### Task description
Your answer should be the records, restated word for word.
---------------
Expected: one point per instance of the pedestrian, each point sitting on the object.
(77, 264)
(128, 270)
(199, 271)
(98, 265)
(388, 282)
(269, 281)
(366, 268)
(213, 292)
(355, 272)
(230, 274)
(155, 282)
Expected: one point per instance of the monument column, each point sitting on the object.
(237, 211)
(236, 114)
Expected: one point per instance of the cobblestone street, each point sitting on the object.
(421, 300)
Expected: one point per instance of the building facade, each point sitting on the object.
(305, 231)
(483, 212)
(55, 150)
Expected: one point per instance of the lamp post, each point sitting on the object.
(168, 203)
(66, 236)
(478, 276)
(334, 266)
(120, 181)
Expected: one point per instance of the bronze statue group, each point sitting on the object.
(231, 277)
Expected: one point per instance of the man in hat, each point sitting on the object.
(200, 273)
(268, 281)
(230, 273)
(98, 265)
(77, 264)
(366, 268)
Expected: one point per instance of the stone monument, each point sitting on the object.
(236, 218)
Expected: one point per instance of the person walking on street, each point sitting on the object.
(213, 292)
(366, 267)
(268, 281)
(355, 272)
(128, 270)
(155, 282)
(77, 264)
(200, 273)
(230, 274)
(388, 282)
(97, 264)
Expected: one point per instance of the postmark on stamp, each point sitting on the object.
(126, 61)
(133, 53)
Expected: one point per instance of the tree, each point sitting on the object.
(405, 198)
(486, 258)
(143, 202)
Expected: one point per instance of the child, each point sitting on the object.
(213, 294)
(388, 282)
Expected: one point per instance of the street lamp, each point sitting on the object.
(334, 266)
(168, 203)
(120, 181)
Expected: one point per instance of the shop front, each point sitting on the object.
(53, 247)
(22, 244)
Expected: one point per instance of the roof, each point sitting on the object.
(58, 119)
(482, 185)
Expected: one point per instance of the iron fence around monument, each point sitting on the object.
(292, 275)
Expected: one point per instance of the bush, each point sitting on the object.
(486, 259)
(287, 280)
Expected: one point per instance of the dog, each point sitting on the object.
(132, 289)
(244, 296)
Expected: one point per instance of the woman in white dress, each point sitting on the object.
---------------
### The answer
Expected: one point per instance of the pedestrian, each point sitting on the object.
(77, 264)
(128, 270)
(199, 271)
(98, 265)
(388, 282)
(269, 281)
(366, 268)
(213, 292)
(355, 272)
(230, 274)
(155, 282)
Expected: one point per instance of the monument column, each point sitting on the object.
(237, 211)
(236, 114)
Expected: one point per instance of the cobblestone street, each point sitting on the object.
(421, 300)
Expected: one point per instance of the building facade, each point sitting on the object.
(305, 231)
(483, 212)
(55, 150)
Expected: one point per instance of the lamp post, each point sitting on the object.
(168, 203)
(66, 236)
(478, 276)
(334, 266)
(120, 181)
Expected: one point per instance of the bronze statue group, each point sitting on the object.
(231, 277)
Expected: one point per instance of the man in hat, each point sitting on the object.
(200, 273)
(268, 281)
(230, 273)
(98, 265)
(77, 264)
(366, 268)
Expected: one point per instance of the stone monument, each point sitting on the object.
(236, 218)
Expected: one point per instance of the person walking on street, each point sitting on the object.
(213, 292)
(366, 267)
(268, 281)
(355, 272)
(128, 270)
(155, 282)
(77, 264)
(200, 273)
(230, 274)
(388, 282)
(97, 264)
Expected: one point per instance of the postmark on stamp, each point sitting on the object.
(126, 61)
(133, 53)
Expected: one point per instance of the tree, each point sitting on the object.
(405, 198)
(486, 258)
(143, 202)
Expected: one point per instance of the child, each point sitting on the object.
(213, 294)
(388, 282)
Expected: one point per instance of the street lamp, each point sitting on the object.
(334, 266)
(168, 203)
(120, 181)
Expected: one point per instance of the shop front, each point sitting on the object.
(53, 247)
(22, 244)
Expected: one point per instance of the roof, each point sitting on the object.
(58, 119)
(482, 185)
Expected: one point per instance of the iron fence around monument, each point sitting on the object.
(292, 275)
Expected: one point per instance of the bush, each point sitting on the object.
(486, 259)
(287, 280)
Expected: one point per instance of the dog, each point sitting on the object.
(132, 289)
(244, 296)
Expected: one point per instance of the woman in white dress, each point sitting on the object.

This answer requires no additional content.